■ TEXTE EXTRAIT:
Les cryptomonnaies, en tant que mécanismes de transferts de valeur fondés sur la technologie blockchain, posent des défis nouveaux au droit international, notamment dans les zones de conflit armé, où les États perdent leur monopole sur l’émission de monnaie, la régulation financière, et parfois même sur l’usage de la force. L’usage des cryptoactifs dans ces contextes soulève des questions fondamentales relevant du droit pénal international, du droit international humanitaire (DIH), du droit international public, ainsi que des régulations transnationales en matière de lutte contre le blanchiment d’argent et le financement du terrorisme (LCB-FT).
I. L’usage des cryptomonnaies à des fins de financement du terrorisme : un risque pénal international croissant.
A. Le cadre juridique international de la répression du financement du terrorisme.
Le financement du terrorisme est interdit par un ensemble de normes contraignantes :
- Convention internationale pour la répression du financement du terrorisme (1999) - art. 2 : incrimine toute fourniture de fonds, directe ou indirecte, en connaissance de cause, destinés à la commission d’actes terroristes.
- Résolution 1373 (2001) du Conseil de sécurité des Nations Unies : impose aux États de geler les avoirs des individus ou entités liés au terrorisme.
- Groupe d’action financière (GAFI) : ses 40 recommandations, notamment les recommandations 15 et 16, imposent aux États d’encadrer les prestataires de services d’actifs numériques (PSAN) et d’appliquer la « Travel Rule » (transmission des données du donneur d’ordre et du bénéficiaire pour chaque transfert).

■ DONNÉES FOURNIES:
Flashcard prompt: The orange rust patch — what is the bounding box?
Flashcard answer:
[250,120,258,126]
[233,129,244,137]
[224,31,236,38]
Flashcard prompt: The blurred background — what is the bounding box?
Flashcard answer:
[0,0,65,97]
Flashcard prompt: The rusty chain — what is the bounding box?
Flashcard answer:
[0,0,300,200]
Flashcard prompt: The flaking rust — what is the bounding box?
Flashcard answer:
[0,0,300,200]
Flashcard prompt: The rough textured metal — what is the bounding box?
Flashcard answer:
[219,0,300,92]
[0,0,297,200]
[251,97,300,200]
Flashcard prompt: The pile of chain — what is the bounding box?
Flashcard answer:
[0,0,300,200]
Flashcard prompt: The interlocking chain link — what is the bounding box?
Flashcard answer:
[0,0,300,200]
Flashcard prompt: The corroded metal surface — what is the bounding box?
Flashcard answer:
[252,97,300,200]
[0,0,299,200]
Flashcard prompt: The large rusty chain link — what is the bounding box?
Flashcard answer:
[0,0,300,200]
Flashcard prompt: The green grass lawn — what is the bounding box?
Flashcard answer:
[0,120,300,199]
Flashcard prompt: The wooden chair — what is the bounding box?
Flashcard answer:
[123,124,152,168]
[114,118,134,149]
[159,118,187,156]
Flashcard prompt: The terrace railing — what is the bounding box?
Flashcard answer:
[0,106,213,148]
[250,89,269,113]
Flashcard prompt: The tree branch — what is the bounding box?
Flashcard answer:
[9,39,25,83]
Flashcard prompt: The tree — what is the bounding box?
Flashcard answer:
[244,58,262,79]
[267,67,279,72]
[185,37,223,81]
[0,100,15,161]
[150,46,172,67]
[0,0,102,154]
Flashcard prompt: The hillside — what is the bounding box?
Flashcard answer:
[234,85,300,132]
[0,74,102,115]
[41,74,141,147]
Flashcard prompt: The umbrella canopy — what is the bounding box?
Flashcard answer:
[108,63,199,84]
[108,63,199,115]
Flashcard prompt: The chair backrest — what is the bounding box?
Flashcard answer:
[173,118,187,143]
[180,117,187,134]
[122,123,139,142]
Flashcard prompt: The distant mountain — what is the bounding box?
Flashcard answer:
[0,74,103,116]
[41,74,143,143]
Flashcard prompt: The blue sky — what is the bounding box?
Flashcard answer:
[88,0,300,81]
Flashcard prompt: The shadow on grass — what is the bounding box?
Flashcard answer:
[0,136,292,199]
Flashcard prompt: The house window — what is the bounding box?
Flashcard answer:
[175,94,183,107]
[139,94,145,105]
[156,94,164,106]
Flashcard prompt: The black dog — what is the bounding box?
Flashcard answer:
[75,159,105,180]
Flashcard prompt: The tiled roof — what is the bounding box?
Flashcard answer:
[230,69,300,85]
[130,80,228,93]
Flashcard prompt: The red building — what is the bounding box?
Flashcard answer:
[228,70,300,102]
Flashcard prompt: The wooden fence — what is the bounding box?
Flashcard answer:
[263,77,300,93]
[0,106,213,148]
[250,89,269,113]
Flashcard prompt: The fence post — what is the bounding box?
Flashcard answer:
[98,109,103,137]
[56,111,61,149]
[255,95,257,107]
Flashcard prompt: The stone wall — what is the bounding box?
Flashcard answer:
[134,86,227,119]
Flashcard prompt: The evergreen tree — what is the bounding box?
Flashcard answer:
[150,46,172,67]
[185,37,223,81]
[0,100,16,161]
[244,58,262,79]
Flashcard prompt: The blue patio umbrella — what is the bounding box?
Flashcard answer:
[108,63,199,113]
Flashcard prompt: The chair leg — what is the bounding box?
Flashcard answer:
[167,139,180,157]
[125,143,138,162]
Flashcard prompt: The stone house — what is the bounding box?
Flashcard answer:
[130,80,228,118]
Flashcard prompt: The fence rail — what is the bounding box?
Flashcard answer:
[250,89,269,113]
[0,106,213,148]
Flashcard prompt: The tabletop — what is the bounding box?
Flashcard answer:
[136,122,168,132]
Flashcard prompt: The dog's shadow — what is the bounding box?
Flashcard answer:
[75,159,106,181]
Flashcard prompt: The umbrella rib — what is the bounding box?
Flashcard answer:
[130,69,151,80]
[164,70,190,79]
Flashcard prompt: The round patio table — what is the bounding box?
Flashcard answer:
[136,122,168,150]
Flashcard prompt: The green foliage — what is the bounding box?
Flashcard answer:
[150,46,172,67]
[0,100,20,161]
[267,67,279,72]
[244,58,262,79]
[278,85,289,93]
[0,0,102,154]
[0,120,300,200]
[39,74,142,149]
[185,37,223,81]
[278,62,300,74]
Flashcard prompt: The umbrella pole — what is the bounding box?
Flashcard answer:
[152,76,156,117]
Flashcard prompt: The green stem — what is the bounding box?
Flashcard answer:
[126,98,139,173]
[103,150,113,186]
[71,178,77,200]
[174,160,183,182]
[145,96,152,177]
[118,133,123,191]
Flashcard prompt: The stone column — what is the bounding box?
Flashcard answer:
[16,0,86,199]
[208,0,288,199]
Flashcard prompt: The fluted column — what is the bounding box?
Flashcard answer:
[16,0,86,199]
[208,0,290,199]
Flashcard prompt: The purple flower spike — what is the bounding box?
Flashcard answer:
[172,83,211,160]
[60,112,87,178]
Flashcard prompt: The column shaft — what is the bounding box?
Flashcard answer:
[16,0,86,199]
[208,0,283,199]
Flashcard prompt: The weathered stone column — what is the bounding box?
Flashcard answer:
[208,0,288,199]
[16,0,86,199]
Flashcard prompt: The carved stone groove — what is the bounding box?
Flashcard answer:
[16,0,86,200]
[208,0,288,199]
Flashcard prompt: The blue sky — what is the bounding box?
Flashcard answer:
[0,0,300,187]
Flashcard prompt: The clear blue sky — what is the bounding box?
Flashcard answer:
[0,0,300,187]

■ CONSIGNES DE TRAVAIL:
1) Répondez à ces questions à partir du texte sur les cryptomonnaies et le droit international :
(a) Dans les zones de conflit armé, sur quoi les États perdent-ils leur monopole ?
(b) Qu'incrimine l'article 2 de la Convention internationale pour la répression du financement du terrorisme (1999) ?
(c) Qu'impose aux États la résolution 1373 (2001) du Conseil de sécurité des Nations Unies ?
2) Poursuivez le texte sur les cryptomonnaies et le droit international après sa dernière phrase.

■ RÉPONSES PAR CONSIGNE:
1)
(a) Sur l'émission de monnaie, la régulation financière et parfois même l'usage de la force.
(b) Toute fourniture de fonds, directe ou indirecte, en connaissance de cause, destinés à la commission d'actes terroristes.
(c) De geler les avoirs des individus ou entités liés au terrorisme.

2)
Dans les zones de conflit, ces obligations deviennent théoriques, en raison de :
- L’absence d’infrastructure judiciaire et administrative ;
- L’incapacité des États à faire respecter les régimes de sanctions ou à contrôler les flux entrants.
B. Preuves empiriques de l’usage des cryptomonnaies par des entités terroristes.
Hezbollah : l’ONG américaine United Against Nuclear Iran a documenté l’usage de portefeuilles crypto liés à cette organisation.
État islamique : selon plusieurs rapports du Trésor américain (FinCEN, 2021–2023), des donations en Bitcoin et Tether ont été utilisées pour financer la logistique d’attentats.
Hamas : la branche armée a officiellement demandé à ses sympathisants de ne plus utiliser Bitcoin, tant la traçabilité accrue commençait à compromettre leur sécurité (2023).
Le problème juridique majeur est la difficulté de rattacher juridiquement l’usage des cryptomonnaies à un acte terroriste déterminé, en l’absence de preuve de l’intention criminelle (élément moral) ou de lien de causalité direct.
Note importante : la CJUE (affaire Kadi I, C-402/05 P) a précisé que les sanctions contre des individus pour financement du terrorisme doivent respecter les droits fondamentaux, notamment le droit à un recours effectif, ce qui rend la preuve cruciale.
II. Une économie parallèle licite ? Le droit au développement et les cryptoactifs en contexte de guerre.
A. Le droit au développement et à l’autonomie économique en droit international.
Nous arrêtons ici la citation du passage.